WRITTEN INSTRUCTION: Give as output the line that contains "Outline every instance of the woman's hair.", followed by every remaining line of the entries, unchanged and with nothing added.

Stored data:
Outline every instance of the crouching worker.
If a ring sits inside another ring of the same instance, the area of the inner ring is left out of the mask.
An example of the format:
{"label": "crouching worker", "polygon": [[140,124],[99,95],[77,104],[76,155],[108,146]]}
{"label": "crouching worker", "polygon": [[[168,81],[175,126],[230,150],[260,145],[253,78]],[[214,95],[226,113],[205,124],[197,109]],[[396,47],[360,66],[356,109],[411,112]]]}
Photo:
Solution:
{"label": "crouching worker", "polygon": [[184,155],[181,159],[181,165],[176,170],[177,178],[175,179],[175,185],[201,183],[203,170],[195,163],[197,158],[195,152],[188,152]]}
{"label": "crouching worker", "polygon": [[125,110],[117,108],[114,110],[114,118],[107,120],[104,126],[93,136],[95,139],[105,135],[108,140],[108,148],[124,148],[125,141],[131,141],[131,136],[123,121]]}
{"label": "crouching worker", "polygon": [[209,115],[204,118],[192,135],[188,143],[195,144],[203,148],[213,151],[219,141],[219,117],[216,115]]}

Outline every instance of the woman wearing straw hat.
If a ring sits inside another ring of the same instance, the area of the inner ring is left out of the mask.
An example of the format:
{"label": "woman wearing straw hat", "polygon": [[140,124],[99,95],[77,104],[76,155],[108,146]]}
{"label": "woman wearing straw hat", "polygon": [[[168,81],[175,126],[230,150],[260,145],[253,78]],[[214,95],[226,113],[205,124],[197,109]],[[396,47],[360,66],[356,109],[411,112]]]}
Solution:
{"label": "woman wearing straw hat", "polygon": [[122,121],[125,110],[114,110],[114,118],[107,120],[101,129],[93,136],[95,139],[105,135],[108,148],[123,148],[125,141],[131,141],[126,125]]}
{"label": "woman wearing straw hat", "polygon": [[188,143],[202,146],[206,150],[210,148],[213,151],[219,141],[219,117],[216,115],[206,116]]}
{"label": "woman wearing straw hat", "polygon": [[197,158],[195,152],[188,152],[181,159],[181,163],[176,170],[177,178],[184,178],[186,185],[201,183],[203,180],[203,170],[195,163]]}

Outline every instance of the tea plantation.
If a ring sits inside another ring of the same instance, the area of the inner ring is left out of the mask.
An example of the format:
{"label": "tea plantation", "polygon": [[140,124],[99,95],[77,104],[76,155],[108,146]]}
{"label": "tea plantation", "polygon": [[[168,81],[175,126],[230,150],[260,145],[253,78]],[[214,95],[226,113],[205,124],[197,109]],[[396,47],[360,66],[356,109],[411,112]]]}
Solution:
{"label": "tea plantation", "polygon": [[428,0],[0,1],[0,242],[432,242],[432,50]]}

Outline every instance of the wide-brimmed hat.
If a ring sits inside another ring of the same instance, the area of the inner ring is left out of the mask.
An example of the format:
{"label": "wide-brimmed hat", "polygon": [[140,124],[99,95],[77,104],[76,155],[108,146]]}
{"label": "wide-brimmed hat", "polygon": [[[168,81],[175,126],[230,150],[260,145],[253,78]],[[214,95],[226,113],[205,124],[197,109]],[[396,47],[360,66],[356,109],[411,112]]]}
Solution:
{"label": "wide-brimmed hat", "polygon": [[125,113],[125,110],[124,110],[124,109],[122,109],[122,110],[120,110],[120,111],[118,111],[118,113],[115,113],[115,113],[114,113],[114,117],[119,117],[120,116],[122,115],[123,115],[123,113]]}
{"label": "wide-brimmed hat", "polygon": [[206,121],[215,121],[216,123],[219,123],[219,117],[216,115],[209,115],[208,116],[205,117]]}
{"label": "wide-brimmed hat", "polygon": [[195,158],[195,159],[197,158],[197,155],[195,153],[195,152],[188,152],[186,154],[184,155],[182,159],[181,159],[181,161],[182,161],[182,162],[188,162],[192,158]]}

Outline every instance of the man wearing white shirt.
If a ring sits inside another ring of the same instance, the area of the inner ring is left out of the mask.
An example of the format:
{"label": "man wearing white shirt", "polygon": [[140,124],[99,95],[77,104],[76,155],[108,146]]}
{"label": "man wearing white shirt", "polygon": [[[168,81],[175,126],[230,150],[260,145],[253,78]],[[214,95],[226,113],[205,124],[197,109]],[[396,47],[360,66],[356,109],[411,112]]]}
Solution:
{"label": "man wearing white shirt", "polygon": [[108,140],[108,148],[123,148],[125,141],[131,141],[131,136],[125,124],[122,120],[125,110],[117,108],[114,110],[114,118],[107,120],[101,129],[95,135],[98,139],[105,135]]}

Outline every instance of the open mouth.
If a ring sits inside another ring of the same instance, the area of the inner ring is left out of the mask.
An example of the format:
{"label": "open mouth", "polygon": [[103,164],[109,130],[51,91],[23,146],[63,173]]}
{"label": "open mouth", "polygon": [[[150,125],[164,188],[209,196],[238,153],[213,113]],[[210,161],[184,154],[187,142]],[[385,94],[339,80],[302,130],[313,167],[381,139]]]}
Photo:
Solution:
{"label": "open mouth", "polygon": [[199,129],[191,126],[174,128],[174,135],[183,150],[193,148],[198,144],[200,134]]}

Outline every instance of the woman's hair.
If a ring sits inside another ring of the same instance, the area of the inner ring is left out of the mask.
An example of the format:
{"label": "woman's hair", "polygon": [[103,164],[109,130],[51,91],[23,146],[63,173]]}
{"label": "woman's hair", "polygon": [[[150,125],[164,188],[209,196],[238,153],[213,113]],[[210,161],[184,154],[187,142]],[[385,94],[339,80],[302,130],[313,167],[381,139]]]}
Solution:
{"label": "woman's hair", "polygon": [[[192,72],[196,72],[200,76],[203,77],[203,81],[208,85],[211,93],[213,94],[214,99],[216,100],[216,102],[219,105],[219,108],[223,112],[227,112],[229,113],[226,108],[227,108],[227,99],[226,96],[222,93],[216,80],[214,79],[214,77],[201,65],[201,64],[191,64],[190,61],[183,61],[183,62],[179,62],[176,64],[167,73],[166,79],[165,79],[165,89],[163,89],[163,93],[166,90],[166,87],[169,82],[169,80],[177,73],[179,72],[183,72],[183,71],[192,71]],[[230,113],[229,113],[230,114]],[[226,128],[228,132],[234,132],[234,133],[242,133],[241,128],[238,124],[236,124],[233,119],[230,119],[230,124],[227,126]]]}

WORKED SOLUTION:
Outline every instance of the woman's hair.
If a ring sits inside another ring of the same instance, the area of the inner ring is left out of the mask.
An example of the format:
{"label": "woman's hair", "polygon": [[103,164],[109,130],[51,91],[23,146],[63,173]]}
{"label": "woman's hair", "polygon": [[[150,125],[164,188],[209,196],[238,153],[213,113]],[[210,161],[184,154],[187,142]],[[385,94],[339,80],[302,130],[313,167],[381,139]]]}
Solution:
{"label": "woman's hair", "polygon": [[[192,72],[196,72],[200,76],[203,77],[203,81],[208,85],[211,93],[213,94],[214,99],[216,100],[216,102],[219,105],[219,108],[223,112],[227,112],[229,113],[226,108],[227,108],[227,99],[226,96],[222,93],[216,80],[214,79],[214,77],[201,65],[201,64],[191,64],[190,61],[183,61],[183,62],[179,62],[176,64],[167,73],[166,79],[165,79],[165,89],[163,89],[163,93],[166,90],[166,87],[169,82],[169,80],[177,73],[179,72],[183,72],[183,71],[192,71]],[[230,113],[229,113],[230,114]],[[226,128],[228,132],[234,132],[234,133],[242,133],[241,128],[238,124],[236,124],[233,119],[230,119],[230,124],[227,126]]]}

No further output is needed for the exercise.